Stated exercise:
Reproduce the data from the line containing "Find the green" through the end of the data, requests included. Multiply every x and y coordinate in the answers by 1.25, rounding each result to a whole number with halves rounded up.

# start of Records for the exercise

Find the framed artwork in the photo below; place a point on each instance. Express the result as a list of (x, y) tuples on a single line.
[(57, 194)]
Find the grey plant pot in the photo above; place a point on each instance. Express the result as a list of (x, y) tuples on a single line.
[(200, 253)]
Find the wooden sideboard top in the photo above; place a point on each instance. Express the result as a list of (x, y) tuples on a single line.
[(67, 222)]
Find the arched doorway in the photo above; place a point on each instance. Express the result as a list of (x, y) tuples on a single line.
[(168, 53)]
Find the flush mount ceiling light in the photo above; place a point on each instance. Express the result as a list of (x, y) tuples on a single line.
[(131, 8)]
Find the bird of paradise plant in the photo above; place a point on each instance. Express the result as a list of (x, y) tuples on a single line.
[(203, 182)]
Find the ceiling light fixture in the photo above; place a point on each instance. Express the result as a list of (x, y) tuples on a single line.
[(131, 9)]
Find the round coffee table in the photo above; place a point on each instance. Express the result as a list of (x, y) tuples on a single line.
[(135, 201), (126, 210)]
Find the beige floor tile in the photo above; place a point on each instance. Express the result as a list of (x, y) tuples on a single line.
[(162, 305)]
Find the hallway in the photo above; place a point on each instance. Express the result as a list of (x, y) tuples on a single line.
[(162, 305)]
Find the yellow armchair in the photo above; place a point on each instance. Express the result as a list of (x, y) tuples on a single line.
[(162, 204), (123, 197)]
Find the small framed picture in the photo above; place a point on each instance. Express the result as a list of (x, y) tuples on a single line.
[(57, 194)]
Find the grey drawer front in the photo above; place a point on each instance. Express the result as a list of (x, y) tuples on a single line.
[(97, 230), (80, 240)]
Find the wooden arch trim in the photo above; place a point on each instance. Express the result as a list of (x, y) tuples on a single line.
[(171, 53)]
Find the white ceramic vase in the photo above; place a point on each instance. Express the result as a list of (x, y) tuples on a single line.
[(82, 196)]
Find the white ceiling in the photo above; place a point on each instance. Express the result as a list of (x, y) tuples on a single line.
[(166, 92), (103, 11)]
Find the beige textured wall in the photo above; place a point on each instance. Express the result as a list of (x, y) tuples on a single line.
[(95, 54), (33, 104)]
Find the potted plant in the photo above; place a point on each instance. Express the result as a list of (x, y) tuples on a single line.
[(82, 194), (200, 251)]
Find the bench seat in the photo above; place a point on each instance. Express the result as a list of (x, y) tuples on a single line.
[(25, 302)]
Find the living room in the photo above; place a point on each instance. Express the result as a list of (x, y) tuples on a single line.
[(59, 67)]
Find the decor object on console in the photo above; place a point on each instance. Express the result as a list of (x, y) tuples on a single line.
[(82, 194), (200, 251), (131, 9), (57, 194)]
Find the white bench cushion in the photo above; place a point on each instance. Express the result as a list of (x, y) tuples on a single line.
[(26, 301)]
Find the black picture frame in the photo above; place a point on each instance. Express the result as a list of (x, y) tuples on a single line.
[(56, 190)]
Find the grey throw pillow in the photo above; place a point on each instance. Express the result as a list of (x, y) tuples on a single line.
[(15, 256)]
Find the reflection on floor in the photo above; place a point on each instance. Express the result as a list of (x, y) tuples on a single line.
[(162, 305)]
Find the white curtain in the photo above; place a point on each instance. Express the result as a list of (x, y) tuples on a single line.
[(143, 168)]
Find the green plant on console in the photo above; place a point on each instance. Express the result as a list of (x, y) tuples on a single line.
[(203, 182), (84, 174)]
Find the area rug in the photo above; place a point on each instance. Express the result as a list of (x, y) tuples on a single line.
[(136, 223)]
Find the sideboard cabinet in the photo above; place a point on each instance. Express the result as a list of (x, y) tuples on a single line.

# end of Records for the exercise

Answer to the task:
Find the green plant on console in the photo above; place a point on each instance. Express the result as a list of (x, y) tuples on a single line.
[(254, 228), (105, 218)]
Find the area rug in the photo above; place a point on each instance. Express the result as a list of (x, y) tuples on a single line.
[(170, 279)]
Find the sideboard cabinet in the photo above; place a point on each instance. Express the result as a list of (x, y) tuples on a single line.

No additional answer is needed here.